*Your instructions:* Your reply should be an exact copy of the lines from the one that holds "Target: amusement ride structure" to the end of the data below.

((

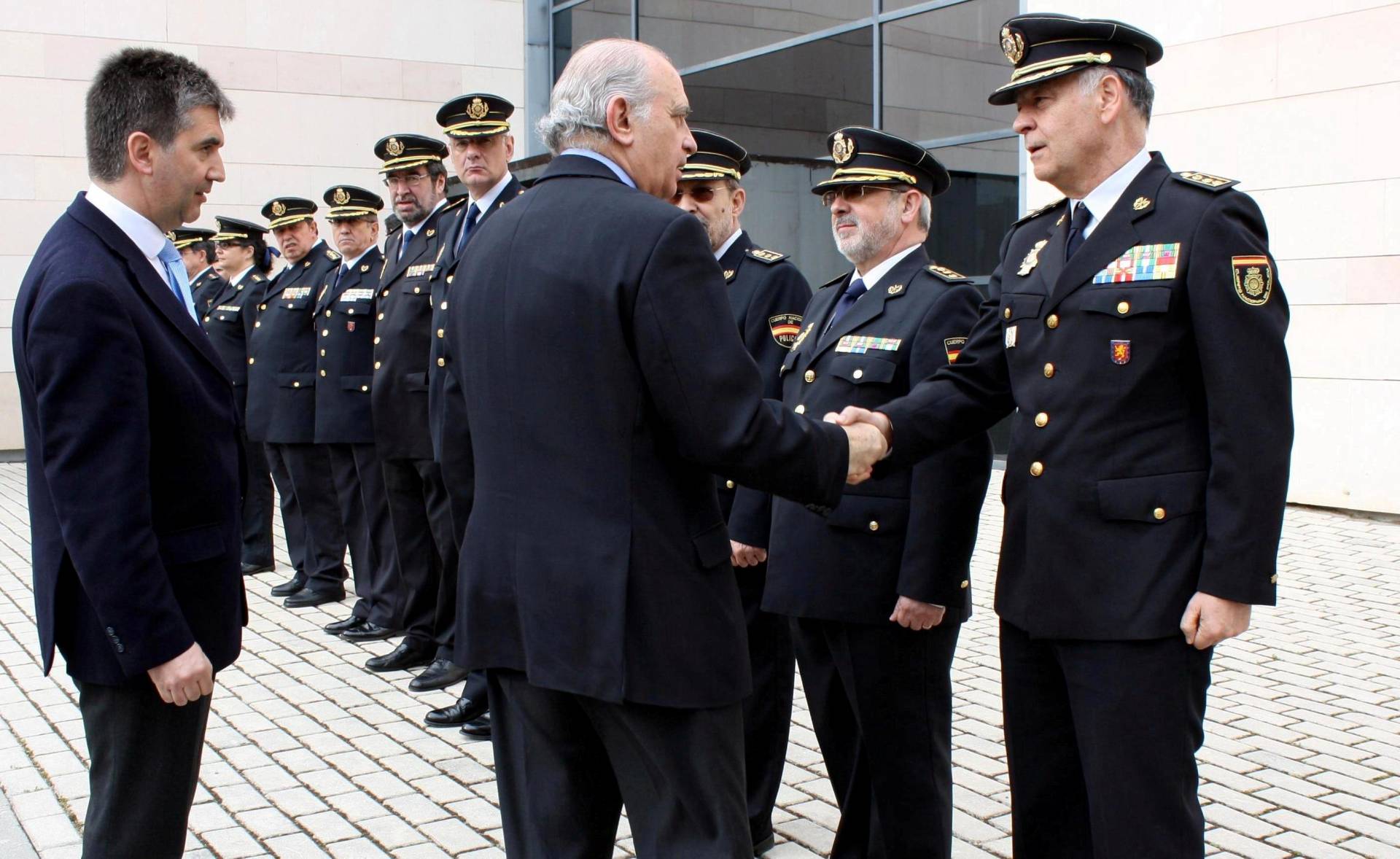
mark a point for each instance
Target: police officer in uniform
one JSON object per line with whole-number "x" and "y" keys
{"x": 345, "y": 371}
{"x": 241, "y": 251}
{"x": 766, "y": 294}
{"x": 878, "y": 588}
{"x": 1138, "y": 333}
{"x": 281, "y": 403}
{"x": 419, "y": 507}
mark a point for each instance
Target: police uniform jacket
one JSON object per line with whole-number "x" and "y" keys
{"x": 441, "y": 281}
{"x": 345, "y": 351}
{"x": 605, "y": 388}
{"x": 1153, "y": 420}
{"x": 131, "y": 435}
{"x": 766, "y": 297}
{"x": 909, "y": 532}
{"x": 225, "y": 324}
{"x": 281, "y": 351}
{"x": 405, "y": 329}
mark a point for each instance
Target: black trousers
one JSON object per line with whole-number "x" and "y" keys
{"x": 257, "y": 510}
{"x": 768, "y": 711}
{"x": 365, "y": 511}
{"x": 423, "y": 532}
{"x": 566, "y": 764}
{"x": 1101, "y": 745}
{"x": 144, "y": 770}
{"x": 881, "y": 703}
{"x": 314, "y": 494}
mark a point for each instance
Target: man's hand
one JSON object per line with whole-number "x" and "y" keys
{"x": 868, "y": 446}
{"x": 185, "y": 679}
{"x": 917, "y": 616}
{"x": 1210, "y": 620}
{"x": 747, "y": 556}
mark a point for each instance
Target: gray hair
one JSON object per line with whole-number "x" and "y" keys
{"x": 595, "y": 74}
{"x": 1140, "y": 90}
{"x": 144, "y": 90}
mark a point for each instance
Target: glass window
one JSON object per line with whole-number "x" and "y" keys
{"x": 698, "y": 31}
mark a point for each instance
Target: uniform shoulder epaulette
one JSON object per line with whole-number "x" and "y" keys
{"x": 766, "y": 257}
{"x": 1208, "y": 182}
{"x": 1041, "y": 211}
{"x": 946, "y": 274}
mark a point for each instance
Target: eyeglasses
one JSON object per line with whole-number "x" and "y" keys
{"x": 853, "y": 192}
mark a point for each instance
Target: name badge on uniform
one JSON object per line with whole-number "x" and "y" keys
{"x": 1141, "y": 262}
{"x": 860, "y": 344}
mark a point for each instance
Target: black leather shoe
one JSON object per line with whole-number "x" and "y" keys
{"x": 370, "y": 631}
{"x": 311, "y": 596}
{"x": 292, "y": 585}
{"x": 464, "y": 711}
{"x": 440, "y": 675}
{"x": 408, "y": 655}
{"x": 345, "y": 626}
{"x": 478, "y": 729}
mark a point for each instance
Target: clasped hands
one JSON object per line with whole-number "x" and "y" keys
{"x": 868, "y": 434}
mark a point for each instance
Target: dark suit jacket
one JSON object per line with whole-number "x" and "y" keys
{"x": 1150, "y": 446}
{"x": 400, "y": 394}
{"x": 345, "y": 351}
{"x": 909, "y": 532}
{"x": 131, "y": 435}
{"x": 604, "y": 386}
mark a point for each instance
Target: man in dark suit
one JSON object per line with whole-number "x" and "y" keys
{"x": 1138, "y": 333}
{"x": 241, "y": 252}
{"x": 595, "y": 581}
{"x": 345, "y": 373}
{"x": 419, "y": 508}
{"x": 281, "y": 405}
{"x": 878, "y": 589}
{"x": 766, "y": 298}
{"x": 131, "y": 437}
{"x": 481, "y": 146}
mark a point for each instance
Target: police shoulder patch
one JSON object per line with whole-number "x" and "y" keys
{"x": 946, "y": 274}
{"x": 766, "y": 257}
{"x": 1208, "y": 182}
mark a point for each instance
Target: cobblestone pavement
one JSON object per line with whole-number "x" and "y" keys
{"x": 308, "y": 755}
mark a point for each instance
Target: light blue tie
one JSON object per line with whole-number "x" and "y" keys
{"x": 176, "y": 277}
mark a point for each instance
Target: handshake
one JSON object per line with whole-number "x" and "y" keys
{"x": 868, "y": 434}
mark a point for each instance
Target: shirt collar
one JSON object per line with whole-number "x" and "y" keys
{"x": 875, "y": 274}
{"x": 728, "y": 244}
{"x": 1102, "y": 198}
{"x": 602, "y": 158}
{"x": 146, "y": 236}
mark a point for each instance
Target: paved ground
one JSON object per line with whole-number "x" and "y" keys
{"x": 311, "y": 755}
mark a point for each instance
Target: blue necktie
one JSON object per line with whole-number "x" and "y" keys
{"x": 846, "y": 301}
{"x": 468, "y": 225}
{"x": 176, "y": 277}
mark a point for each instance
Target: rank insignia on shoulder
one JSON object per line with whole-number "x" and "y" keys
{"x": 946, "y": 274}
{"x": 766, "y": 257}
{"x": 786, "y": 329}
{"x": 1206, "y": 181}
{"x": 1253, "y": 279}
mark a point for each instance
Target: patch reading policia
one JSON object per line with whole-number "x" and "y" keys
{"x": 1043, "y": 47}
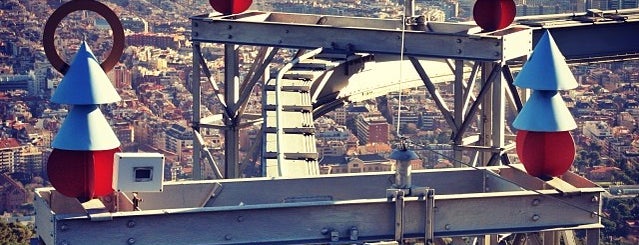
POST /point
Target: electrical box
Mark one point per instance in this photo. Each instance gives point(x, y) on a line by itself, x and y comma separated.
point(138, 171)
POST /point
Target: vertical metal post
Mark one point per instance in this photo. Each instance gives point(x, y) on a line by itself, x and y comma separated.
point(231, 97)
point(459, 110)
point(499, 112)
point(399, 216)
point(429, 233)
point(196, 89)
point(409, 8)
point(486, 114)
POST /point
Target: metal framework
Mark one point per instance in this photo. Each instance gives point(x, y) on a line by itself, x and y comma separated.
point(479, 202)
point(452, 44)
point(335, 209)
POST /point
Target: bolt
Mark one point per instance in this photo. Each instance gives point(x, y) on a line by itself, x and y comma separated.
point(535, 217)
point(334, 236)
point(354, 233)
point(536, 202)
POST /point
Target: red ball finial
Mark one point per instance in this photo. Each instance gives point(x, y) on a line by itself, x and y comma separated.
point(545, 154)
point(493, 15)
point(230, 6)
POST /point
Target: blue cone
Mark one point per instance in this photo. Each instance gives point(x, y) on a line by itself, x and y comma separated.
point(85, 83)
point(545, 111)
point(85, 129)
point(546, 69)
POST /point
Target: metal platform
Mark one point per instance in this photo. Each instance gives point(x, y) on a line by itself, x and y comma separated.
point(334, 209)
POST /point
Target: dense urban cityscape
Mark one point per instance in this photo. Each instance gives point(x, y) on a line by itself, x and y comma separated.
point(153, 79)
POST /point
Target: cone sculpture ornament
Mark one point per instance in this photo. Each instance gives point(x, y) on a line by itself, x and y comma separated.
point(544, 143)
point(81, 164)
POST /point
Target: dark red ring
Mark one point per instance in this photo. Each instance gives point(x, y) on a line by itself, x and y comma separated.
point(70, 7)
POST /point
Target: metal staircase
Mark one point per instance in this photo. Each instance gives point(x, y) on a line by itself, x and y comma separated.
point(288, 100)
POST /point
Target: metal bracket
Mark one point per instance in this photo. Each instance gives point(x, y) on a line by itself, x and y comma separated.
point(422, 193)
point(398, 195)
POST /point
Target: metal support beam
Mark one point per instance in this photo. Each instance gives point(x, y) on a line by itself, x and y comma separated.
point(475, 106)
point(365, 35)
point(498, 109)
point(231, 98)
point(459, 112)
point(255, 73)
point(434, 93)
point(196, 91)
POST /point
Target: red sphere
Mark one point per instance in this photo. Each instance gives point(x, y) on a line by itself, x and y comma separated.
point(493, 15)
point(545, 154)
point(82, 174)
point(230, 6)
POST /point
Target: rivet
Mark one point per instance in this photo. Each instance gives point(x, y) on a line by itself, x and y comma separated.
point(536, 202)
point(334, 236)
point(535, 217)
point(354, 233)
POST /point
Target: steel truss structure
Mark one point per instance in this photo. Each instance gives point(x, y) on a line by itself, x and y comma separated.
point(480, 202)
point(335, 209)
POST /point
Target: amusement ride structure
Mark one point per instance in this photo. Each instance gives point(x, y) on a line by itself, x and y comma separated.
point(341, 60)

))

*The completed task:*
Target: amusement ride structure
Mark one point per instance in this photo. Each instance gives point(x, y) on a line by itself, x and y comma separated.
point(341, 60)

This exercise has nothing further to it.